- WHAT NEEDS TO BE DONE -
Pick out each line in the listing below that contains the word "right" and copy those lines.

- DATA -
-- Start --

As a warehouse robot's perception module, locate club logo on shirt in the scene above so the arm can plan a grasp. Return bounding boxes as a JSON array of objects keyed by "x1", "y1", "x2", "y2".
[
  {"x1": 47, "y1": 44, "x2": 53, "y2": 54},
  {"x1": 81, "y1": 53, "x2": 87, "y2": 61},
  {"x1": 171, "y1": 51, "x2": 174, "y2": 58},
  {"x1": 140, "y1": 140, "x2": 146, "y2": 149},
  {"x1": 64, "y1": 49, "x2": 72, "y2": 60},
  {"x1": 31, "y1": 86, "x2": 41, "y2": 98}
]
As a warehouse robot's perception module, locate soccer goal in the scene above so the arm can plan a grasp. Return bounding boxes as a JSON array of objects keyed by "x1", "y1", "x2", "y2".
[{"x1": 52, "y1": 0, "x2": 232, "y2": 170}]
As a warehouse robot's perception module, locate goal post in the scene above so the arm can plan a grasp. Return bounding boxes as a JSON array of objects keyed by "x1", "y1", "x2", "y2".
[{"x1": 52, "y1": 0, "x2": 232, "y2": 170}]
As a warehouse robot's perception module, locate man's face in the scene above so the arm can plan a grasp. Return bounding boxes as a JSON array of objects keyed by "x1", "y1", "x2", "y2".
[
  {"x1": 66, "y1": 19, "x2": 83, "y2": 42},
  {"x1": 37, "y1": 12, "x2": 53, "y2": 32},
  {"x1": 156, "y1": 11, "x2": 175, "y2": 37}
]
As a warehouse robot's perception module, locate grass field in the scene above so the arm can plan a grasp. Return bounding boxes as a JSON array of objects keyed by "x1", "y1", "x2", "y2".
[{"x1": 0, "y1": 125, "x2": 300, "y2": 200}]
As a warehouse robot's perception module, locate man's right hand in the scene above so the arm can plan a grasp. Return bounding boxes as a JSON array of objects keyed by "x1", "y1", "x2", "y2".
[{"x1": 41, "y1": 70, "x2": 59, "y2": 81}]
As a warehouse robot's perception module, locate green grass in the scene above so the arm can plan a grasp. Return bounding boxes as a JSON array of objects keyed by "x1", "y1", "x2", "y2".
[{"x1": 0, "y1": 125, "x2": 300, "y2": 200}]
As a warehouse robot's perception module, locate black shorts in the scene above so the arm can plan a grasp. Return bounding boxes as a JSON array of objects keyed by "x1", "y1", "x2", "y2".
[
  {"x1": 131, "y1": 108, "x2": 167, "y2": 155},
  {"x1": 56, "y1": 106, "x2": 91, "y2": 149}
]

-- End --

- SOLUTION TO THIS PROBLEM -
As a warehouse robot's perception module, locate man's right hand in the scene above so the arm can plan a grasp. Return bounding boxes as a JSON array of objects keyed by "x1", "y1", "x2", "y2".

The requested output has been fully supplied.